§ Written problem:
Which lines of the data below contain the word "blonde"? Gather each one and copy it in full.

§ Extracted data:
╭──

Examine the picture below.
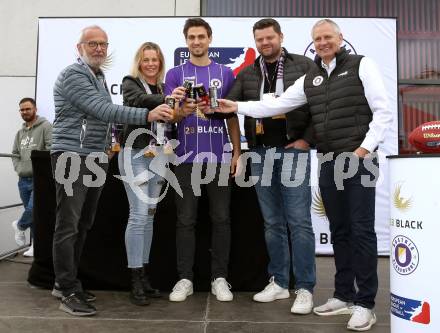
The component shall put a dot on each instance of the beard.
(94, 62)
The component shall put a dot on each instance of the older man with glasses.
(83, 113)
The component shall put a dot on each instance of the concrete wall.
(19, 26)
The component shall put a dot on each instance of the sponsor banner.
(234, 46)
(414, 269)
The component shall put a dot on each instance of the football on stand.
(426, 137)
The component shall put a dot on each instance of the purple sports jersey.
(196, 133)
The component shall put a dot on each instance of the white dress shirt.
(295, 97)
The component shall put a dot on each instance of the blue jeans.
(286, 212)
(351, 213)
(139, 232)
(26, 189)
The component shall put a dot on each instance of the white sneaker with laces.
(271, 292)
(303, 303)
(29, 252)
(20, 237)
(181, 290)
(221, 289)
(333, 307)
(362, 319)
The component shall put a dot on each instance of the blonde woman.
(143, 89)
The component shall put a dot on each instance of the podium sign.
(414, 243)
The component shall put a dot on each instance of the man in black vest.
(281, 141)
(350, 117)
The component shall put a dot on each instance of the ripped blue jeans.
(139, 232)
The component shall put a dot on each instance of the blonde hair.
(135, 68)
(324, 21)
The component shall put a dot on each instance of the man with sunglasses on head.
(35, 134)
(83, 115)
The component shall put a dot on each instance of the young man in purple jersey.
(204, 145)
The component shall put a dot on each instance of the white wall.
(19, 26)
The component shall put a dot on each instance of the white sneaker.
(333, 307)
(271, 292)
(181, 290)
(221, 289)
(303, 303)
(29, 252)
(362, 319)
(20, 237)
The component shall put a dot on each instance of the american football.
(426, 137)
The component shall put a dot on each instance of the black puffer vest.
(339, 109)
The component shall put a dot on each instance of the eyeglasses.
(94, 45)
(25, 110)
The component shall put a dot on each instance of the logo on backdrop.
(402, 203)
(405, 256)
(410, 309)
(311, 52)
(236, 58)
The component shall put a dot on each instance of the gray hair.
(84, 30)
(331, 22)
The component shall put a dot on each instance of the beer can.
(170, 101)
(213, 97)
(188, 89)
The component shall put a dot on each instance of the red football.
(426, 137)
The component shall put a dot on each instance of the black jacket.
(340, 112)
(247, 88)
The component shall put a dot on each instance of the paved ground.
(25, 309)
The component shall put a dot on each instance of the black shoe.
(76, 305)
(148, 289)
(137, 294)
(87, 295)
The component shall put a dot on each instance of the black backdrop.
(104, 262)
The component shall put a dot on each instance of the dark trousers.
(74, 218)
(351, 213)
(219, 202)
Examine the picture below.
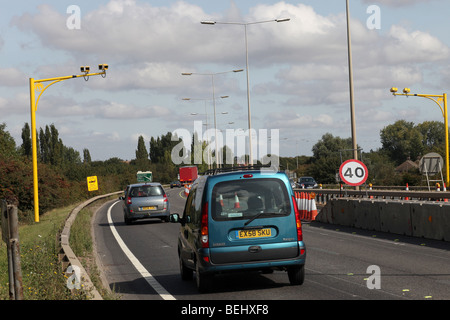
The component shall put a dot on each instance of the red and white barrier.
(306, 206)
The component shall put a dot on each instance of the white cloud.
(10, 77)
(409, 47)
(396, 3)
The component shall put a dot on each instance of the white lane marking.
(139, 267)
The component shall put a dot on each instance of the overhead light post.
(214, 101)
(37, 85)
(207, 121)
(437, 98)
(245, 24)
(350, 75)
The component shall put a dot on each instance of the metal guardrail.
(324, 195)
(68, 258)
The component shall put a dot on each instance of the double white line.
(163, 293)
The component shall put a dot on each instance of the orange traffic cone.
(407, 189)
(236, 201)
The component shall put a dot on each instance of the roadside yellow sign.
(92, 183)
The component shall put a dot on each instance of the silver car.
(145, 200)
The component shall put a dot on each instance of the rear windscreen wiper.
(253, 218)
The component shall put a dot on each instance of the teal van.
(237, 221)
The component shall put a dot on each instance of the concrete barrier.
(424, 219)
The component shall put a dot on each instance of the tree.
(402, 140)
(141, 152)
(327, 157)
(26, 140)
(7, 143)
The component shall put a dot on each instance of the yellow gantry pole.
(34, 149)
(37, 85)
(436, 98)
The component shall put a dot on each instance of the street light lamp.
(37, 85)
(245, 24)
(214, 101)
(437, 98)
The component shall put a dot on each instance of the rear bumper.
(149, 214)
(207, 266)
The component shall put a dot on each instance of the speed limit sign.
(353, 172)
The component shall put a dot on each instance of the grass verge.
(42, 274)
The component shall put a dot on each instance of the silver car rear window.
(146, 191)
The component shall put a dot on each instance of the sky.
(298, 70)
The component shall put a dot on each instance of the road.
(140, 262)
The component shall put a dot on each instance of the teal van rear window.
(243, 199)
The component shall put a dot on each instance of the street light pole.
(214, 103)
(38, 85)
(350, 74)
(437, 98)
(247, 71)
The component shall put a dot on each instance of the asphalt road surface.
(140, 262)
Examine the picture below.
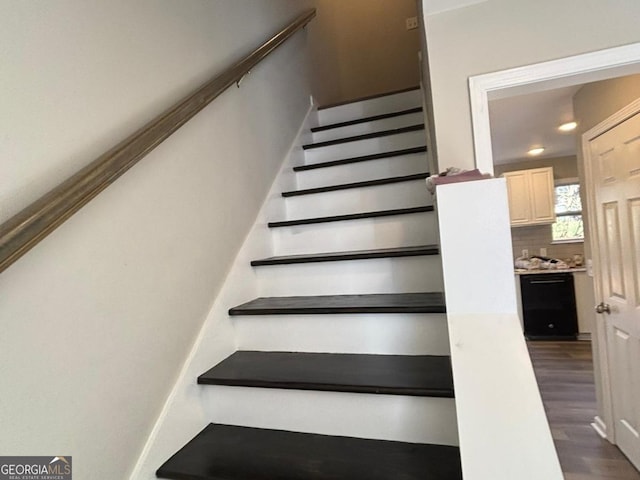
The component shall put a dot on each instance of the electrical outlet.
(412, 23)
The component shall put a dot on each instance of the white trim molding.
(540, 76)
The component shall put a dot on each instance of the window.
(568, 226)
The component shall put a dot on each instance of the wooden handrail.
(24, 230)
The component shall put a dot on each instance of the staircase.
(343, 369)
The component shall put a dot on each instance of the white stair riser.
(385, 417)
(368, 146)
(367, 170)
(367, 108)
(382, 275)
(382, 334)
(341, 202)
(369, 127)
(380, 232)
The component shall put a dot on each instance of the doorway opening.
(569, 73)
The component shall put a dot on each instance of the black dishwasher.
(549, 306)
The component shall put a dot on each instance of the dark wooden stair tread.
(351, 216)
(363, 158)
(372, 118)
(365, 136)
(425, 302)
(416, 375)
(352, 255)
(367, 183)
(226, 452)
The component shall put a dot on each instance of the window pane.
(568, 227)
(568, 198)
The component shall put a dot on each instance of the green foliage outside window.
(568, 225)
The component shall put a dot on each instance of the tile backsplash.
(534, 237)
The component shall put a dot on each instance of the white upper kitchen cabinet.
(531, 196)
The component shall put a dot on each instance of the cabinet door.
(518, 188)
(542, 195)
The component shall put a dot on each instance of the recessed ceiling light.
(567, 127)
(535, 151)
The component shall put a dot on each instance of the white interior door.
(615, 166)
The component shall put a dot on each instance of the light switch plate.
(412, 23)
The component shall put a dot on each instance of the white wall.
(501, 34)
(362, 47)
(98, 318)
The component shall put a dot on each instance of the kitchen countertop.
(550, 270)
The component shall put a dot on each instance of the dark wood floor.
(565, 376)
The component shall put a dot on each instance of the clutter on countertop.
(540, 264)
(454, 175)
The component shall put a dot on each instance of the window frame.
(559, 183)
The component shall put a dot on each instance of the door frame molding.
(573, 70)
(552, 74)
(607, 426)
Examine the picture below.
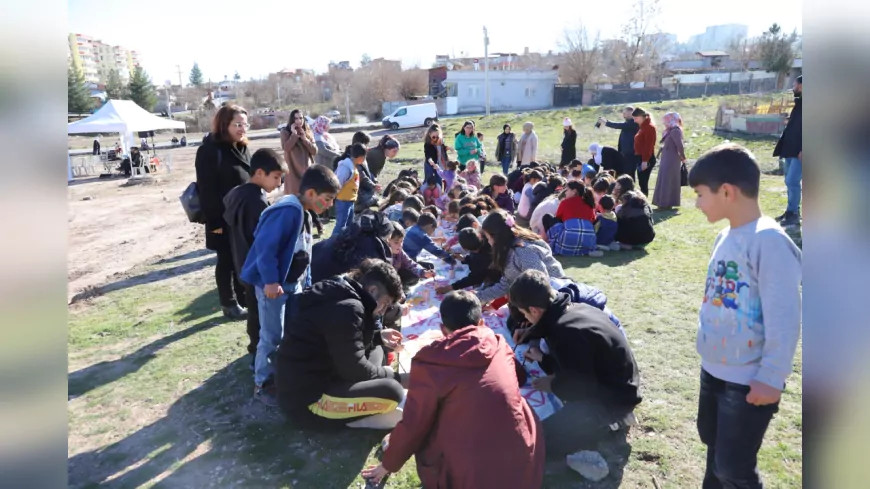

╰──

§ Written answer:
The component shall put a dot on each instance of the blonde woman.
The component shall put a dot on each instance of the blonde hair.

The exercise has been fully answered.